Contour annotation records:
####################
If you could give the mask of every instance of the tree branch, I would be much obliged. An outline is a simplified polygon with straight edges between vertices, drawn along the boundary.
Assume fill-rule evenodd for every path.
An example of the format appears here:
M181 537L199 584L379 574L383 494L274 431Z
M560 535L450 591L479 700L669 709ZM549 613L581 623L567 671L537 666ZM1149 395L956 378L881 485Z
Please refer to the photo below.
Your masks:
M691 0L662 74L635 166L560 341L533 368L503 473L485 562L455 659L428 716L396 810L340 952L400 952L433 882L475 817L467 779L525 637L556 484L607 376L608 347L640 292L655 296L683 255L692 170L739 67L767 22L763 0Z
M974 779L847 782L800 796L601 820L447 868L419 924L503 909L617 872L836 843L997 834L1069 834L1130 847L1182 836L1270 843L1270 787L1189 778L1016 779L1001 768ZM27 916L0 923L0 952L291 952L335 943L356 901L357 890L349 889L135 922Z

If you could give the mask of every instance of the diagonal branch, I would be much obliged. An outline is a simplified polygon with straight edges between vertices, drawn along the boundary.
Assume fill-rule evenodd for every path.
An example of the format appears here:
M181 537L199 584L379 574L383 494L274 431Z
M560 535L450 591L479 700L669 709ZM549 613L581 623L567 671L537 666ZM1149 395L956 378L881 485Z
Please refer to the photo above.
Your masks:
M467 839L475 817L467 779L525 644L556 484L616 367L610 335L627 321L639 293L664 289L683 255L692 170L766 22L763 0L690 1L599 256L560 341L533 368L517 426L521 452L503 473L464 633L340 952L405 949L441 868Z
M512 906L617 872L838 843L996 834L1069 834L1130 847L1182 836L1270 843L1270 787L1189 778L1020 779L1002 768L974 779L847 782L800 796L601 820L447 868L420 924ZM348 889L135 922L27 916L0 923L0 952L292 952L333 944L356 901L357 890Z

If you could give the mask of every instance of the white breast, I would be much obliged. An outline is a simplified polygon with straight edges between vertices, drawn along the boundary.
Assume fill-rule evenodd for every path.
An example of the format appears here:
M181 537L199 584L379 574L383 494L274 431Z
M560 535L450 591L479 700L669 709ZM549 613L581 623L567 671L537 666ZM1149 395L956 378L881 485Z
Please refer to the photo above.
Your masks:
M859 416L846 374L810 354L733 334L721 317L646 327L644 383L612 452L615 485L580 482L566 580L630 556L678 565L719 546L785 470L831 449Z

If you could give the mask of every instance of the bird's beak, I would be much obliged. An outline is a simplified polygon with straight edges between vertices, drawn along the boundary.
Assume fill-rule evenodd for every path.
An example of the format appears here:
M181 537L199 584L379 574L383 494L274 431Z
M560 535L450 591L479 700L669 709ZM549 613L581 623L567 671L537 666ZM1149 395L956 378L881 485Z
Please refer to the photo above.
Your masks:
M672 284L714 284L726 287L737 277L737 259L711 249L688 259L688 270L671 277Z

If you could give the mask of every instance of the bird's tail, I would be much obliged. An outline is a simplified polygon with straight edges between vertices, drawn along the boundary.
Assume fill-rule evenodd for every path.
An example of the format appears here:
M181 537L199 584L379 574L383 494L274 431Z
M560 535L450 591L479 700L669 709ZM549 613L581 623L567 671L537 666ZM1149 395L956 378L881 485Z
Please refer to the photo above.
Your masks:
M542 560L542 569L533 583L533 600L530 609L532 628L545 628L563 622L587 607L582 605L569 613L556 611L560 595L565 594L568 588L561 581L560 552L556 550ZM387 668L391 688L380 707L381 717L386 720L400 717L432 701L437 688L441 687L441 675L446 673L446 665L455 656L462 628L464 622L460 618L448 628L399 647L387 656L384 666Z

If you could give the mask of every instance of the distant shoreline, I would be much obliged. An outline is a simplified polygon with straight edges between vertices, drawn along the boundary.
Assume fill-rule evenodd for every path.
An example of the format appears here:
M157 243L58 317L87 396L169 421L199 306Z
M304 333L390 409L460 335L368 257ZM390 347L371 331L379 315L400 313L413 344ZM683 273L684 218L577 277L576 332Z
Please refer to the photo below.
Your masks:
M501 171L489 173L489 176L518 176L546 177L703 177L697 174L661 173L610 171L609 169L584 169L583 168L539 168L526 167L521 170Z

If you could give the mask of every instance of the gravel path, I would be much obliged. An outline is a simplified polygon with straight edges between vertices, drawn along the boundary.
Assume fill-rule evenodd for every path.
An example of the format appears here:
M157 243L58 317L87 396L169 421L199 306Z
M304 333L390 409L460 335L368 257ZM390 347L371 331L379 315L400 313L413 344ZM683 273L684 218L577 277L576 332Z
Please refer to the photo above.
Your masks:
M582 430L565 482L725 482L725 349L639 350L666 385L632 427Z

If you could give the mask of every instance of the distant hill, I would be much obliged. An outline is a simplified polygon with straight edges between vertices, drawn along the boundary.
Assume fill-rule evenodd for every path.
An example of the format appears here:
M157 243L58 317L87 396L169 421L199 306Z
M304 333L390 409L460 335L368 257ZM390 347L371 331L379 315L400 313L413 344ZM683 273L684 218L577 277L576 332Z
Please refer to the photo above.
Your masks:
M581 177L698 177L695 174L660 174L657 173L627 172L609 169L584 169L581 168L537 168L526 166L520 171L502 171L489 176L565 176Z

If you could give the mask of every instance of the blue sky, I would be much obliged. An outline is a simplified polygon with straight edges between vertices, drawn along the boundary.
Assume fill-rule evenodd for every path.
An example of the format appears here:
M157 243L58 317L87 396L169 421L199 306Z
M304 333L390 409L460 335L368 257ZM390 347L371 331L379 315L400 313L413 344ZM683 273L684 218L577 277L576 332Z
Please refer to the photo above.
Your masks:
####################
GIVEN INSTRUCTION:
Lay out every line of the entries above as a Markdown table with two columns, Row and Line, numbering each line in the Row column. Omit blank lines.

ANSWER FOR THE TASK:
| Row | Line |
|---|---|
| 1 | If you could give the mask of every instance of the tree branch, I would be much obliged. An outline is a simplified polygon with straight edges between vertices, drawn along the boundary. |
| 2 | Assume fill-rule evenodd for every path. |
| 3 | An example of the format appears here: |
| 4 | M181 537L199 584L379 574L383 494L274 431Z |
| 5 | M560 535L450 591L479 700L669 709ZM549 613L581 623L567 671L537 666ZM1149 395L956 378L881 485Z |
| 6 | Please refer to the photo below. |
| 7 | Your masks: |
| 8 | M691 0L662 74L635 166L560 341L533 368L503 473L485 562L455 659L428 716L396 810L340 952L400 952L433 882L475 817L467 779L525 637L556 484L607 376L608 347L640 292L655 296L683 255L692 170L739 67L767 22L763 0Z |
| 9 | M974 779L847 782L800 796L601 820L447 868L419 924L503 909L617 872L836 843L997 834L1069 834L1130 847L1182 836L1270 843L1270 787L1189 778L1016 779L1001 768ZM27 916L0 923L0 952L291 952L335 943L356 901L357 890L349 889L135 922Z |
| 10 | If you could give the mask of every instance of the diagonal branch, I would be much obliged. An outline is a simplified polygon with straight edges between vertices, drawn along the boundary. |
| 11 | Assume fill-rule evenodd for every path. |
| 12 | An example of the format appears here: |
| 13 | M181 537L199 584L379 574L383 494L274 431Z |
| 14 | M560 535L450 591L479 700L669 709ZM549 613L581 623L567 671L537 666ZM1149 395L956 378L881 485Z |
| 15 | Please refer to the photo above. |
| 16 | Your masks: |
| 17 | M467 839L475 817L467 779L525 644L556 484L616 367L610 335L627 321L639 293L664 289L683 255L692 170L766 22L763 0L690 1L599 256L560 341L533 368L517 426L521 452L503 473L464 633L340 952L405 949L441 868Z |
| 18 | M512 906L617 872L838 843L996 834L1069 834L1130 847L1182 836L1270 843L1270 787L1189 778L1020 779L1002 768L974 779L847 782L800 796L601 820L447 868L420 924ZM348 889L135 922L27 916L0 923L0 952L292 952L333 944L356 901L357 890Z |
| 19 | If you could give the mask of every instance of the white breast, I would be much obliged. An outline is a simplified polygon with straight edges between vertices, drawn along the boundary. |
| 20 | Assume fill-rule evenodd for every path. |
| 21 | An example of the format appears here: |
| 22 | M181 537L199 584L379 574L383 494L274 431Z |
| 23 | M560 535L450 591L479 700L669 709ZM549 613L581 623L567 671L537 666ZM1149 395L956 378L881 485Z |
| 24 | Please refer to the photo above. |
| 25 | Your masks: |
| 26 | M859 416L846 374L810 354L733 334L721 317L646 327L644 383L612 452L615 485L580 482L566 580L630 556L678 565L719 546L785 470L831 449Z |
| 27 | If you could give the mask of every instance of the bird's beak, I would be much obliged. An outline is a simplified polygon with straight edges between vertices, drawn along the boundary. |
| 28 | Assume fill-rule evenodd for every path. |
| 29 | An example of the format appears here: |
| 30 | M181 537L199 584L379 574L383 494L274 431Z |
| 31 | M560 535L450 591L479 700L669 709ZM549 613L581 623L567 671L537 666ZM1149 395L956 378L881 485Z |
| 32 | Please refer to the photo above. |
| 33 | Your masks: |
| 34 | M672 284L714 284L726 287L737 277L737 259L711 249L688 259L688 270L671 277Z |
| 35 | If you could give the mask of every instance of the bird's tail, I would be much obliged. An outline is a simplified polygon with straight edges between vertices, drawn along the boundary. |
| 36 | Assume fill-rule evenodd for every path. |
| 37 | An example of the format appears here: |
| 38 | M181 537L199 584L379 574L383 494L274 431Z |
| 39 | M560 535L450 591L479 700L669 709ZM549 613L581 623L567 671L537 666ZM1149 395L956 378L881 485Z |
| 40 | Please refer to the photo above. |
| 41 | Your masks: |
| 42 | M542 560L542 569L533 583L533 600L530 609L532 628L545 628L563 622L587 607L582 605L569 613L556 611L560 595L565 594L568 588L561 581L560 552L556 550ZM387 668L391 688L380 707L381 717L386 720L400 717L432 701L437 688L441 687L441 675L446 673L446 665L455 656L462 628L464 622L460 618L448 628L399 647L387 656L384 666Z |
| 43 | If you could give the mask of every instance of the distant shoreline, I would be much obliged. An outline is a simplified polygon with straight edges between vertices, drawn along the boundary. |
| 44 | Assume fill-rule evenodd for every path. |
| 45 | An example of the format appears here: |
| 46 | M157 243L58 317L87 396L169 421L199 306Z |
| 47 | M304 333L390 409L460 335L368 257ZM390 347L371 331L379 315L400 313L413 344ZM683 273L684 218L577 277L576 332Z |
| 48 | Please refer to the photo below. |
| 49 | Your masks: |
| 50 | M501 171L489 173L489 176L518 176L546 177L703 177L697 174L661 173L610 171L609 169L584 169L583 168L539 168L526 167L521 170Z |
| 51 | If you could give the mask of every instance of the gravel path, I would be much obliged. An outline is a simplified polygon with straight edges between vertices, drawn along the boundary. |
| 52 | Assume fill-rule evenodd for every path. |
| 53 | An example of the format appears here: |
| 54 | M157 243L58 317L87 396L169 421L199 306Z |
| 55 | M304 333L390 409L460 335L368 257ZM390 347L371 331L379 315L400 313L413 344ZM683 273L684 218L577 277L576 332Z |
| 56 | Please refer to the photo above. |
| 57 | Your masks: |
| 58 | M582 430L565 482L725 482L725 349L639 350L666 385L632 427Z |
| 59 | If you could give the mask of every instance of the distant hill, I would be much obliged. An outline is a simplified polygon with straight edges between vertices, drawn along the boundary. |
| 60 | Assume fill-rule evenodd for every path. |
| 61 | An example of the format appears here: |
| 62 | M157 243L58 317L87 396L169 421L199 306Z |
| 63 | M304 333L390 409L460 335L368 257ZM390 347L371 331L379 315L400 313L413 344ZM683 273L684 218L577 277L576 332Z |
| 64 | Please refer to the photo above. |
| 65 | Your masks: |
| 66 | M581 177L698 177L695 174L660 174L657 173L627 172L609 169L584 169L581 168L537 168L526 166L520 171L502 171L489 176L565 176Z |
| 67 | If you could give the mask of every instance of the blue sky, I would be much obliged. An outline is a simplified polygon with straight edges between vertices, drawn along the boundary. |
| 68 | Assume fill-rule evenodd for every path. |
| 69 | An example of the format appears here: |
| 70 | M157 243L58 317L87 396L169 421L199 306Z |
| 71 | M304 333L390 409L460 335L368 257ZM390 347L371 331L379 315L400 313L413 344ZM683 273L684 218L577 277L576 332Z |
| 72 | Please refer to the photo above. |
| 73 | Your masks: |